Copy out the records from the line containing "# test: pin the player's hand, one" through the line containing "point(116, 308)", replacing "batting glove" with "leather glove" and keeping everything else the same.

==========

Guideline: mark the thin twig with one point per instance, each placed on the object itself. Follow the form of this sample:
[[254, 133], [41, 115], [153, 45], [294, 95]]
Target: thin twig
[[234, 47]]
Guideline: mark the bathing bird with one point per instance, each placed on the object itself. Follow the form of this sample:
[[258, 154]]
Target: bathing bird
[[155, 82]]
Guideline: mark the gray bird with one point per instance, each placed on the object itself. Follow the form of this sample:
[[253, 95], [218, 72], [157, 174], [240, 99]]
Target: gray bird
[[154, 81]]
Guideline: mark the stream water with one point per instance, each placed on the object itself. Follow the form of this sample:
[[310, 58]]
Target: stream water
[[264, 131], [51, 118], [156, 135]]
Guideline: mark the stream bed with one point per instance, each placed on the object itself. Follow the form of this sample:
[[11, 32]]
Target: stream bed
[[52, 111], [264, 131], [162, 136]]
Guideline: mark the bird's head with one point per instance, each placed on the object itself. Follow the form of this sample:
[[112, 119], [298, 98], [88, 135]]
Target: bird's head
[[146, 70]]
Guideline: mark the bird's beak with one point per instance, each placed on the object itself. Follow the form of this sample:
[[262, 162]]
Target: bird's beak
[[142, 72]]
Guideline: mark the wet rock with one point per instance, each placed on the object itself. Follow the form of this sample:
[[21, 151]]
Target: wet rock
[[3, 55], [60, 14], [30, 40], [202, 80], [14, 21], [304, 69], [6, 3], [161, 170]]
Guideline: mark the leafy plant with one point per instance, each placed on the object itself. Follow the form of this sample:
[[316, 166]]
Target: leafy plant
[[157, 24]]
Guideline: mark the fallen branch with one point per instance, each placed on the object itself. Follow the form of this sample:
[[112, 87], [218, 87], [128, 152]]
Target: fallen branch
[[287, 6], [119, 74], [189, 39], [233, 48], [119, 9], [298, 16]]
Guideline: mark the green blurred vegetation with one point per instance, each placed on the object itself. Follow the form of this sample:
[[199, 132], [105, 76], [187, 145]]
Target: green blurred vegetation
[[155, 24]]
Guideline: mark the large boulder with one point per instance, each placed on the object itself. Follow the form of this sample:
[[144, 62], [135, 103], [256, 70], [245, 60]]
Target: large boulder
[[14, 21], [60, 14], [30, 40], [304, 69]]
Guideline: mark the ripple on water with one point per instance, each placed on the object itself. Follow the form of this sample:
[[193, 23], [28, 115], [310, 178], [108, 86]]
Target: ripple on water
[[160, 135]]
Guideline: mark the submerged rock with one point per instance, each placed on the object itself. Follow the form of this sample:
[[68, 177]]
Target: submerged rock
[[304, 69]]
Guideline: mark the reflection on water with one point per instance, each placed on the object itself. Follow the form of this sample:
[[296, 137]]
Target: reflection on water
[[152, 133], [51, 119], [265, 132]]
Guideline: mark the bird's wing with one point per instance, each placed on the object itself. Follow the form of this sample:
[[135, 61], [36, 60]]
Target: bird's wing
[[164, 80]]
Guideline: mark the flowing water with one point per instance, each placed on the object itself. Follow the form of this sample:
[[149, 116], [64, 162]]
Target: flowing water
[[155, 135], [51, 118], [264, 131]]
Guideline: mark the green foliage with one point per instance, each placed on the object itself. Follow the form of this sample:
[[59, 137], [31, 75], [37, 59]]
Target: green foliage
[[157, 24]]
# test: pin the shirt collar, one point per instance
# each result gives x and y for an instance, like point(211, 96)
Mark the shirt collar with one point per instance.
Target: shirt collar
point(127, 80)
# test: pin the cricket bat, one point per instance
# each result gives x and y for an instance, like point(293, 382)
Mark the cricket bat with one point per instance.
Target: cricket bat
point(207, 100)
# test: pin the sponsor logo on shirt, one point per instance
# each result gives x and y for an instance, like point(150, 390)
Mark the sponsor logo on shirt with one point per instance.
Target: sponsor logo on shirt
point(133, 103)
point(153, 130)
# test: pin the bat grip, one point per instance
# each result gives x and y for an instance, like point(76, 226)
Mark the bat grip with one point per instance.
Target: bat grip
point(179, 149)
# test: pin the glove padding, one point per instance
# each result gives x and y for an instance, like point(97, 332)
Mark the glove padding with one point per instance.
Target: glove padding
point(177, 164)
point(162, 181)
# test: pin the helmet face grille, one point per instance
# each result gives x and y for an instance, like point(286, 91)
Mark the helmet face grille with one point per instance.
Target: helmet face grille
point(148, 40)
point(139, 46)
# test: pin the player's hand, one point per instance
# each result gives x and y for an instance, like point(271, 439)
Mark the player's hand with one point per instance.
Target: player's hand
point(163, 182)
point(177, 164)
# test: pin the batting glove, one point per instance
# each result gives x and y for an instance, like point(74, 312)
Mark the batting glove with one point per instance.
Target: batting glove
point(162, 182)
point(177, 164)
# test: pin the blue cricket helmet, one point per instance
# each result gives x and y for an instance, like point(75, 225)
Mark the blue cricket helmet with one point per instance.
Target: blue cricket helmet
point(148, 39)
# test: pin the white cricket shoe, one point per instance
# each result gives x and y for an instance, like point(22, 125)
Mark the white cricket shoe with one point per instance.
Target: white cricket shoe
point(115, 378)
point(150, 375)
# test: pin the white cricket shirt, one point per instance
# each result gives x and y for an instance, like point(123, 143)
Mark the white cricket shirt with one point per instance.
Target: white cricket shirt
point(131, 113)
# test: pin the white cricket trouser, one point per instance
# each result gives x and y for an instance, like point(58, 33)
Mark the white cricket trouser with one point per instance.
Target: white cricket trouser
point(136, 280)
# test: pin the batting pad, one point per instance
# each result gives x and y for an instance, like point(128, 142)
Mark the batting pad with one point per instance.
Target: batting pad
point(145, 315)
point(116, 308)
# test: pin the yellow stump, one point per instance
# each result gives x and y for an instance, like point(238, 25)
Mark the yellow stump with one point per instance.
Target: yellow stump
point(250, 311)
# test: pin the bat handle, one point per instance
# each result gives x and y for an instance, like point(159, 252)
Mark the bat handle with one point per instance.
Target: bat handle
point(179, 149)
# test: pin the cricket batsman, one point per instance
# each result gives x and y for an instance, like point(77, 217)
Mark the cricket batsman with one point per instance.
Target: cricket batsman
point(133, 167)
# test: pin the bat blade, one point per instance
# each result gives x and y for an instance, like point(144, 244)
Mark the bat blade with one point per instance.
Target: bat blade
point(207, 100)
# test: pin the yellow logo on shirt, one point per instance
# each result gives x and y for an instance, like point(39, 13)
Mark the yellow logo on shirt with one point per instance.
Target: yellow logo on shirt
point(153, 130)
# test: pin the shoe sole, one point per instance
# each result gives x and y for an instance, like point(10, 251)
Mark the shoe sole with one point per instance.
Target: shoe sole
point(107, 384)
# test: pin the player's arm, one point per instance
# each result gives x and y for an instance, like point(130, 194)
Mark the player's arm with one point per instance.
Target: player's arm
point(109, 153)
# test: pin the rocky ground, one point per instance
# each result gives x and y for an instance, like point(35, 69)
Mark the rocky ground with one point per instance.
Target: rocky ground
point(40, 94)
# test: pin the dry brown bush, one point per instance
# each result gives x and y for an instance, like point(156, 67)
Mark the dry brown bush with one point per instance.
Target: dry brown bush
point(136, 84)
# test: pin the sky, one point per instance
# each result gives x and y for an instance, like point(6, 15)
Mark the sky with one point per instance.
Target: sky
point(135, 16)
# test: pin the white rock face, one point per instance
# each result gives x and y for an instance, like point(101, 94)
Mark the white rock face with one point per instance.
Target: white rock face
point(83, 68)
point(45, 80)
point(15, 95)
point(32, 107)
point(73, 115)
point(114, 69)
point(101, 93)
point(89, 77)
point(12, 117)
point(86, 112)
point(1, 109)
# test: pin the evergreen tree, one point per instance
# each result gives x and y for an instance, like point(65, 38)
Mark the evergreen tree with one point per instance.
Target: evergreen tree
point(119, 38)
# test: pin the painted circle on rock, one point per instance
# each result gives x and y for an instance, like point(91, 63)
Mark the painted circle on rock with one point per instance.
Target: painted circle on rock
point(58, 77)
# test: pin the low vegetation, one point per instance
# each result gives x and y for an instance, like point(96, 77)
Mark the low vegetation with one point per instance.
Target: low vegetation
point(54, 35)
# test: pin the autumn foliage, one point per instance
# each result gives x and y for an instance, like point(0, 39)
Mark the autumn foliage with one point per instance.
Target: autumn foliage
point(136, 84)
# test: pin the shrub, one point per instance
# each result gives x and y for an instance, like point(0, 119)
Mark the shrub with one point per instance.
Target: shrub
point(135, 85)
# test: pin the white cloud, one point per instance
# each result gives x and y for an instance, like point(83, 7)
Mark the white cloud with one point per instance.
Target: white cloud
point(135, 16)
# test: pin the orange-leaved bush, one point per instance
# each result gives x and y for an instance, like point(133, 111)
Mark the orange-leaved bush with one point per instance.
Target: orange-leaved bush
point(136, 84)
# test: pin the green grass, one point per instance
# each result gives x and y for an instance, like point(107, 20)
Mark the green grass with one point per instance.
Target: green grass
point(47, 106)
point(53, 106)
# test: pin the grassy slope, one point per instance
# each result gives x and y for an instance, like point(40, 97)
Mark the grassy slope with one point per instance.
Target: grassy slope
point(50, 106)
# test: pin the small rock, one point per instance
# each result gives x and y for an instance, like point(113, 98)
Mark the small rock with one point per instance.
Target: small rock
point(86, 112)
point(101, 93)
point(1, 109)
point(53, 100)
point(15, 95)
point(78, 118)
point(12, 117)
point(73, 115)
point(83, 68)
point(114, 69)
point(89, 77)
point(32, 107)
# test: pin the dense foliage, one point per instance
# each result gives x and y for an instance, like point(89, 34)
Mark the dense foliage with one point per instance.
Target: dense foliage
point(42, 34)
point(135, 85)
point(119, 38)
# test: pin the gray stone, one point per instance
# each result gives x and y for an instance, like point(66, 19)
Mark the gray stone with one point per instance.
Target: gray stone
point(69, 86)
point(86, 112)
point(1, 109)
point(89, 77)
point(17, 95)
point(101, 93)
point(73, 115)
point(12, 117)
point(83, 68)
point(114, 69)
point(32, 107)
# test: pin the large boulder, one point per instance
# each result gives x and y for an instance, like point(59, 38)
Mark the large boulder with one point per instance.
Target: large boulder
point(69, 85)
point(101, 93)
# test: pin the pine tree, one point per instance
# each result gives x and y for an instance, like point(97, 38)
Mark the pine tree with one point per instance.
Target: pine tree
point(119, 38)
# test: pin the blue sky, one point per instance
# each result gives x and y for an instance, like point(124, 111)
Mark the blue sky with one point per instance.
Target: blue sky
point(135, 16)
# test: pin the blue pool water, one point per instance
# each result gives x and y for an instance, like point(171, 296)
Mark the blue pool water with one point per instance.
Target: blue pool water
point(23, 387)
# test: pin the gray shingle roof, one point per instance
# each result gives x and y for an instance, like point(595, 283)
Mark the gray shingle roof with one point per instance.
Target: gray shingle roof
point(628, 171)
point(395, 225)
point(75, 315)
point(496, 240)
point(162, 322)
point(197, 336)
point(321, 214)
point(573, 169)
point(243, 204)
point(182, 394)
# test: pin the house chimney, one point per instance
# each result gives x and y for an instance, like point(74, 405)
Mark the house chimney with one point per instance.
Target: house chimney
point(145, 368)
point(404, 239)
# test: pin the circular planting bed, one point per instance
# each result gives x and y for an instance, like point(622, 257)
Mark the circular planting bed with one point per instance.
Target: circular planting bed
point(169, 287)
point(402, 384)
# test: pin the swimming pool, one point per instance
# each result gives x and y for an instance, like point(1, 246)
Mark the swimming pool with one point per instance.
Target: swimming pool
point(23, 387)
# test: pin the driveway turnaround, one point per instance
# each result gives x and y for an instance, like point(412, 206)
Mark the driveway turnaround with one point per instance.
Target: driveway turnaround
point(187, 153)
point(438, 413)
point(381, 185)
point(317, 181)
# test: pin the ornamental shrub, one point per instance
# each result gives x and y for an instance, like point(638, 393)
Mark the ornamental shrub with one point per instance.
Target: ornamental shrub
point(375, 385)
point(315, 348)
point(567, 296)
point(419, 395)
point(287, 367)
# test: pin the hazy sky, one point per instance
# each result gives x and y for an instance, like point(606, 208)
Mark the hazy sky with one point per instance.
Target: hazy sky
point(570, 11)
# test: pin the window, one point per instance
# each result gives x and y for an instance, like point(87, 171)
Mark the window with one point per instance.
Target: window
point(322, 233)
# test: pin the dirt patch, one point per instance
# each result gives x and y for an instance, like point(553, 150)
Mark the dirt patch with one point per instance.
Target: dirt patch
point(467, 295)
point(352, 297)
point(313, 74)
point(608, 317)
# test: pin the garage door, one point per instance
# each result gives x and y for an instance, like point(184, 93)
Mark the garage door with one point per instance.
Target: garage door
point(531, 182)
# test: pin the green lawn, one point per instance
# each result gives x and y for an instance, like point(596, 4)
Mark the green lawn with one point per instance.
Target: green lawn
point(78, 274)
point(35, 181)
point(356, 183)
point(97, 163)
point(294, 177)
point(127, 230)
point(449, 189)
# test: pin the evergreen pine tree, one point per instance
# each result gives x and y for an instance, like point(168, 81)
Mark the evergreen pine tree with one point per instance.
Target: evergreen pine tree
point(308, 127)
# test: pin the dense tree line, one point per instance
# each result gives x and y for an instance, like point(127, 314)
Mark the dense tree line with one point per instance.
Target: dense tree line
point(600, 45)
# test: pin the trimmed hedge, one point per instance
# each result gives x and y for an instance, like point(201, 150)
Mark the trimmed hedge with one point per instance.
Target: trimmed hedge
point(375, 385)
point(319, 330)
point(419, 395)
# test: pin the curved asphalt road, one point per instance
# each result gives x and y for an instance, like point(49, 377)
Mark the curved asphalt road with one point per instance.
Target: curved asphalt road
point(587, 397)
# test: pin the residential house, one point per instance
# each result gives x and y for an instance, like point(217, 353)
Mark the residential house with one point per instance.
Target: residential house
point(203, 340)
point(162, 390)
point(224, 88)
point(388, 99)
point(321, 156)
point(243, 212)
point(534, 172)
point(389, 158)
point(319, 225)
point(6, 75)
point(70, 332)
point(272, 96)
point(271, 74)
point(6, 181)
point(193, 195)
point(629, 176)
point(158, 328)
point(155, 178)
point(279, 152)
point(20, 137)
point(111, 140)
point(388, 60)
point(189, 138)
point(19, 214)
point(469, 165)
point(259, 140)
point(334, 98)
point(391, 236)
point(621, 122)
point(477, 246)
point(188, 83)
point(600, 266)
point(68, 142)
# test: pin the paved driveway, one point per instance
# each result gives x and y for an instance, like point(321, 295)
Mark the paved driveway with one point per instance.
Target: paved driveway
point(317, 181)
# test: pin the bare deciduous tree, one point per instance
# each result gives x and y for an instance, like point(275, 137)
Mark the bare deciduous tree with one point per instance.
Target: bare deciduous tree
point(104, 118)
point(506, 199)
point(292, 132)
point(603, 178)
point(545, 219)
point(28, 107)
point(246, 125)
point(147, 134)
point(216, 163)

==========

*OUTPUT OF THE TASK:*
# test: pin the player's hand, one point per instance
# each result gives x and y for an instance, like point(271, 439)
Mark the player's hand with one point per instance.
Target: player's hand
point(163, 182)
point(177, 164)
# test: pin the leather glove, one point per instance
# each result gives x and y for an instance, like point(74, 312)
Mark the leather glove with one point per instance.
Target: leather glove
point(162, 182)
point(177, 164)
# test: pin the blue cricket helmet, one point per instance
# each result gives x and y for an instance, like point(75, 225)
Mark the blue cricket helmet with one point per instance.
Target: blue cricket helmet
point(148, 39)
# test: pin the white cricket shoe, one point per instance
# each result gives x and y for an instance, like point(22, 125)
Mark the white cricket shoe with one point per instance.
Target: white cricket shoe
point(115, 378)
point(150, 375)
# test: pin the white cricket shirt, one point per instance
# each result gives x and y for an instance, like point(123, 143)
Mark the white cricket shirt with one point per instance.
Target: white cricket shirt
point(131, 113)
# test: pin the white cricket trouser, one point per instance
# each result gives x and y for an instance, like point(58, 33)
Mark the white cricket trouser with one point per instance.
Target: white cricket trouser
point(136, 280)
# test: pin the batting pad, one point per instance
# each result gives x and y for an instance, like point(128, 142)
Mark the batting pad with one point per instance.
Target: batting pad
point(145, 315)
point(116, 308)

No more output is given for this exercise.